Problem details: Begin at the line that has "Where can you find the white pitch" and stop after the last of the entries. Write those lines out again, requests included, adding 83 to every number in the answers' pixel coordinates, and leave the pictures out.

Record list:
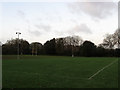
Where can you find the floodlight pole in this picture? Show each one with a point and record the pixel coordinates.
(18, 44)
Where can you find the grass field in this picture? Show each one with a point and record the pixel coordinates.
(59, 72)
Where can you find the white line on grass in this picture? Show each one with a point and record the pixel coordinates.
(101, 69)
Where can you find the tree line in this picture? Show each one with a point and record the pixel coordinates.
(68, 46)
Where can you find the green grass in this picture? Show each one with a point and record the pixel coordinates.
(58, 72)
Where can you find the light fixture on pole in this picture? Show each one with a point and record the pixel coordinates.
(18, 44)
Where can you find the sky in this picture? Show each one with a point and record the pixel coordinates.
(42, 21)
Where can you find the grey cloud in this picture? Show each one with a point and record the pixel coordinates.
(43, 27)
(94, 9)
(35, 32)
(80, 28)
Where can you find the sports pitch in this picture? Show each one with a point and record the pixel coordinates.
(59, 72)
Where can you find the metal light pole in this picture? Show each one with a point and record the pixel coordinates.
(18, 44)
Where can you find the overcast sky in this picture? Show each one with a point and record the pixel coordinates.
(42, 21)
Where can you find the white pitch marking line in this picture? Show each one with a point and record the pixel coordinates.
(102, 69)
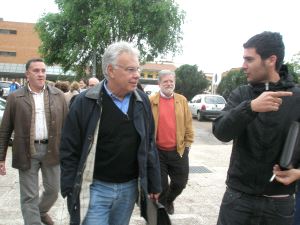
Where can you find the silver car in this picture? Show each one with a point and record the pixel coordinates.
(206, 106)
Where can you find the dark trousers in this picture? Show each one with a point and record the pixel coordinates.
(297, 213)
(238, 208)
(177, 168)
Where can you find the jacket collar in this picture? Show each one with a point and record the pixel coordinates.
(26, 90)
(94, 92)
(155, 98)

Reply:
Where can you find the white pitch marking line in this picture? Show each one with a point and record the pixel coordinates.
(185, 152)
Where can you find the silver car in this picture? Show each one with a point and record the pixel coordinates.
(289, 189)
Where can you find the dark trousers in this picture? Show each one with a point and record the pixel coordinates.
(380, 296)
(321, 291)
(260, 251)
Where can you find the jacket collar in this picture? Show each one with a point and record the pixel coordinates.
(109, 173)
(177, 175)
(238, 181)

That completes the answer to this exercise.